## Problem description
Reproduce all records exactly.

== Entries supplied ==

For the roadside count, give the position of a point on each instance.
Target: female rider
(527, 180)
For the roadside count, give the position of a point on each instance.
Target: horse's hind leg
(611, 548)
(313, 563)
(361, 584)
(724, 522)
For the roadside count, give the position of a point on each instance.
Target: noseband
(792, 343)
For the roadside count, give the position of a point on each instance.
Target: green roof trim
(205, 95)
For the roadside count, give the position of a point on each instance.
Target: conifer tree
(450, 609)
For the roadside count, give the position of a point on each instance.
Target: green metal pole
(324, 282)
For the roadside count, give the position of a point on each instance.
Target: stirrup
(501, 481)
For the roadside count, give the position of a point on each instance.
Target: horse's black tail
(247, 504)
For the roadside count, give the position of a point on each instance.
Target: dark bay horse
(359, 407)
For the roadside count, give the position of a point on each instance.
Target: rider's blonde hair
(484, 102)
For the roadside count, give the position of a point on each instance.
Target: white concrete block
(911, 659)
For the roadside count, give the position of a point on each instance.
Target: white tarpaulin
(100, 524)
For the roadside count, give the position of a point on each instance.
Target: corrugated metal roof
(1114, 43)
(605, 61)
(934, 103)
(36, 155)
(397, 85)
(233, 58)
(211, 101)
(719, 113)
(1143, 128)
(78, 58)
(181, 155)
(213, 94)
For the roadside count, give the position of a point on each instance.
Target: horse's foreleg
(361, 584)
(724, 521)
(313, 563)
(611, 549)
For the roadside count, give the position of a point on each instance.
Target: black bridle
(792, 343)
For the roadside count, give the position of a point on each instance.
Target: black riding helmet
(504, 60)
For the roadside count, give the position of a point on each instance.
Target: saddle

===

## Answer
For the roadside count, give the position of a point on each instance.
Target: female rider
(527, 180)
For the roadside count, give the position of a point on each instance.
Target: horse's hind leg
(611, 548)
(313, 563)
(361, 584)
(724, 522)
For the roadside count, give the position of a point on each instance.
Target: noseband
(792, 343)
For the roadside count, give the position of a point on each instance.
Target: green roof trim
(205, 95)
For the roadside count, give the position of a point on each instance.
Target: conifer tree
(450, 609)
For the roadside count, give the position of a point on each instance.
Target: green metal pole
(324, 282)
For the roadside count, give the position of a point on each instance.
Target: stirrup
(501, 481)
For the roadside count, give the position of a point on each instance.
Target: horse's black tail
(247, 504)
For the roadside count, give the position of a point on each instance.
Target: dark bay horse
(359, 407)
For the roadside count, give the position of a point on each instance.
Target: rider's blonde hair
(484, 102)
For the roadside count, give the position of a point on each instance.
Target: white concrete block
(911, 659)
For the roadside count, give the position of a point on each instance.
Target: white tarpaulin
(100, 524)
For the roadside count, give the position of a point on each instance.
Target: corrugated metal roof
(1114, 43)
(605, 61)
(934, 103)
(36, 155)
(397, 85)
(233, 58)
(211, 101)
(719, 113)
(1143, 128)
(78, 58)
(181, 155)
(213, 94)
For the roadside count, give the position of a point on each instance.
Target: horse's foreleg
(361, 584)
(724, 521)
(313, 563)
(611, 549)
For the roadside count, give the position of a point on each instance.
Target: black bridle
(792, 343)
For the roadside count, give the position of a point on each instance.
Target: black riding helmet
(504, 60)
For the roadside count, give the position of a point on each instance.
Target: saddle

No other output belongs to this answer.